## Required work
Each record below gets repeated exactly, and pictures stay out of the copy.

## Records shown
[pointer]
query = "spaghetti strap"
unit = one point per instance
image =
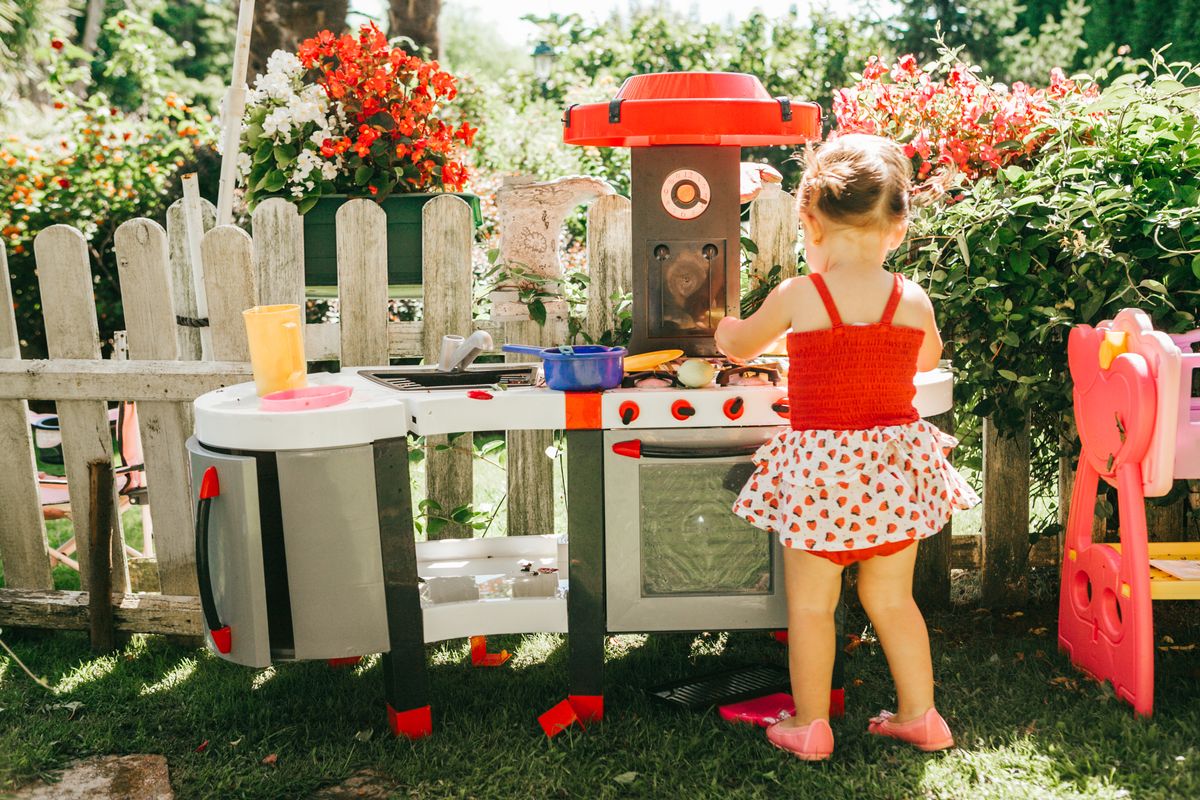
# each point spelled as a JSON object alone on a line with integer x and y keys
{"x": 827, "y": 299}
{"x": 889, "y": 311}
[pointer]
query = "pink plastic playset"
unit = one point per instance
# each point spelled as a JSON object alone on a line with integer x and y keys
{"x": 1139, "y": 427}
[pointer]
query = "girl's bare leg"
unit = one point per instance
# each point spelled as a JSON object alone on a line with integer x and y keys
{"x": 813, "y": 588}
{"x": 885, "y": 588}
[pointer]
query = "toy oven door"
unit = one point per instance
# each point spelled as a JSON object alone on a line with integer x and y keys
{"x": 676, "y": 557}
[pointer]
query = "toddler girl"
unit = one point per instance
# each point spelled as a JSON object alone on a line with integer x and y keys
{"x": 859, "y": 477}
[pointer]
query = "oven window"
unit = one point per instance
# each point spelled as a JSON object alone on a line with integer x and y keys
{"x": 691, "y": 542}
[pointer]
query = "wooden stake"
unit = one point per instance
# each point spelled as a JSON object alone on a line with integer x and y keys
{"x": 100, "y": 581}
{"x": 231, "y": 114}
{"x": 193, "y": 227}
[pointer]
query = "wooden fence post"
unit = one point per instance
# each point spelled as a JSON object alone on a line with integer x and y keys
{"x": 147, "y": 298}
{"x": 27, "y": 564}
{"x": 773, "y": 227}
{"x": 279, "y": 252}
{"x": 447, "y": 236}
{"x": 363, "y": 283}
{"x": 232, "y": 286}
{"x": 69, "y": 307}
{"x": 610, "y": 260}
{"x": 931, "y": 576}
{"x": 1006, "y": 515}
{"x": 183, "y": 289}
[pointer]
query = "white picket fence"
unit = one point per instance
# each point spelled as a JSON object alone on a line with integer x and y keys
{"x": 163, "y": 373}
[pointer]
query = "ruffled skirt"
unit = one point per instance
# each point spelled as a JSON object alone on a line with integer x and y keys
{"x": 827, "y": 491}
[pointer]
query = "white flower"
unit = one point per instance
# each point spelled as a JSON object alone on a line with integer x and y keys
{"x": 281, "y": 61}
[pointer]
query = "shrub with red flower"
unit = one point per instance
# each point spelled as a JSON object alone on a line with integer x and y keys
{"x": 947, "y": 118}
{"x": 352, "y": 114}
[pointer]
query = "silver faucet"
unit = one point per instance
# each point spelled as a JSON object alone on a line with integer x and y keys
{"x": 459, "y": 353}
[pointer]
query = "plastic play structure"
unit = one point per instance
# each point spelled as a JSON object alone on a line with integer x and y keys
{"x": 1139, "y": 429}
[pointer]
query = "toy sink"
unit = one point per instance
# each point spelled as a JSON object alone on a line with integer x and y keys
{"x": 423, "y": 379}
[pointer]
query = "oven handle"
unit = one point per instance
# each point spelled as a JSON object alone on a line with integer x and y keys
{"x": 636, "y": 449}
{"x": 210, "y": 488}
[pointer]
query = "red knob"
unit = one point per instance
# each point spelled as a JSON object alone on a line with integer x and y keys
{"x": 682, "y": 410}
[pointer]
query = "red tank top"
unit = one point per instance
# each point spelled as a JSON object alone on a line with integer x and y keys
{"x": 850, "y": 377}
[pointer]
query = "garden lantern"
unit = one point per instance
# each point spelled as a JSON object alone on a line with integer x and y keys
{"x": 687, "y": 130}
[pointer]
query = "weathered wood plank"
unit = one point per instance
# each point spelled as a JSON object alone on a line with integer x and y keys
{"x": 99, "y": 565}
{"x": 231, "y": 283}
{"x": 931, "y": 576}
{"x": 447, "y": 240}
{"x": 76, "y": 379}
{"x": 67, "y": 611}
{"x": 183, "y": 288}
{"x": 22, "y": 530}
{"x": 773, "y": 228}
{"x": 531, "y": 474}
{"x": 279, "y": 252}
{"x": 165, "y": 426}
{"x": 610, "y": 260}
{"x": 1006, "y": 515}
{"x": 363, "y": 282}
{"x": 69, "y": 307}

## Solution to the problem
[pointer]
query = "spaghetti strap"
unit = one point per instance
image =
# each point spelled as a JSON object alone on a line with integer x and y keys
{"x": 827, "y": 299}
{"x": 889, "y": 311}
[pointer]
query = "pink plastic playset"
unit = one point per instance
# each point spelled as a JSON object alone on a line with integer x and y keys
{"x": 1139, "y": 427}
[pointer]
query = "girl's bare leg"
unit = one point per instance
# each point spelled as a JSON object alone on a line with integer x and y keys
{"x": 813, "y": 588}
{"x": 885, "y": 588}
[pointer]
query = "toy oven door"
unit = one point per instance
# each point spelled as a JSON object alone on a line with integer x and y keys
{"x": 676, "y": 557}
[pointer]
query = "toddler girl"
unit = one point per instance
# each point spelled as a JSON object alone on a line with integer x and y keys
{"x": 859, "y": 477}
[pointer]
query = "oven window"
unit = one point per instance
# each point spelled as a JSON object alone on a line with integer x and y keys
{"x": 691, "y": 542}
[pointer]
query = "wooden stake"
unit = one point per instance
# each point spelled as a JSON object alone on a line with integer x and y keys
{"x": 100, "y": 581}
{"x": 231, "y": 114}
{"x": 193, "y": 227}
[pointer]
query = "wooden fence post"
unit = one point per instance
# each point spelled as a JSON object alone on a line with integer x and y keys
{"x": 147, "y": 298}
{"x": 27, "y": 564}
{"x": 773, "y": 227}
{"x": 279, "y": 252}
{"x": 447, "y": 236}
{"x": 363, "y": 283}
{"x": 232, "y": 286}
{"x": 69, "y": 307}
{"x": 610, "y": 260}
{"x": 931, "y": 576}
{"x": 1006, "y": 515}
{"x": 183, "y": 289}
[pointer]
query = "white picket fence"
unit = one point per instance
# each point spelled as a JSON object alone on a line with integer x and y keys
{"x": 163, "y": 373}
[pointer]
query = "ruffled skirt"
unit = one point per instance
# each point spelled as a JSON object alone on a line with integer x and y keys
{"x": 827, "y": 491}
[pointer]
query = "white flower"
unit = one point per instance
# each point spelled as a JSON object alone on a line with integer x and y keys
{"x": 281, "y": 61}
[pointer]
query = "shrub with red flower"
unit = one point per instance
# each point spelled as a JSON object alone on a line with integer x and y keys
{"x": 947, "y": 118}
{"x": 352, "y": 114}
[pointer]
query = "silver faucet"
unit = one point per instance
# each point spelled as a JSON object alone on a line with integer x and y keys
{"x": 459, "y": 353}
[pointer]
query = "plastic play structure"
unit = one point per instance
# each point spelled as a JSON object alone on a line with integer x and y keys
{"x": 1139, "y": 429}
[pointer]
query = "toy sink"
unit = one point per instance
# each point spelled as a JSON object alone on a line with integer x and y keys
{"x": 423, "y": 379}
[pointer]
query = "oven handle"
unit = one point per instance
# each point spelled as a JSON object alone on a line with integer x and y keys
{"x": 636, "y": 449}
{"x": 210, "y": 488}
[pointer]
query = "red knob"
unit = one point per instance
# each point spelled as a JSON object alone on a line with integer x and y keys
{"x": 682, "y": 410}
[pointer]
query = "red tank top"
unit = one point per instance
# each point spelled as a JSON object alone on a line with integer x and y keys
{"x": 850, "y": 377}
[pointer]
query = "garden lantern"
unit = one point per instance
# each point spelled as a JSON object alone on a line with integer x and y keys
{"x": 687, "y": 130}
[pointer]
query = "weathered wood plank"
unit = one point per instance
# each point spelled as a JSON object alone on a line with integer x and y keys
{"x": 99, "y": 565}
{"x": 231, "y": 283}
{"x": 931, "y": 576}
{"x": 447, "y": 240}
{"x": 76, "y": 379}
{"x": 67, "y": 611}
{"x": 183, "y": 288}
{"x": 22, "y": 530}
{"x": 773, "y": 228}
{"x": 531, "y": 474}
{"x": 279, "y": 252}
{"x": 165, "y": 426}
{"x": 610, "y": 260}
{"x": 1006, "y": 515}
{"x": 363, "y": 282}
{"x": 69, "y": 307}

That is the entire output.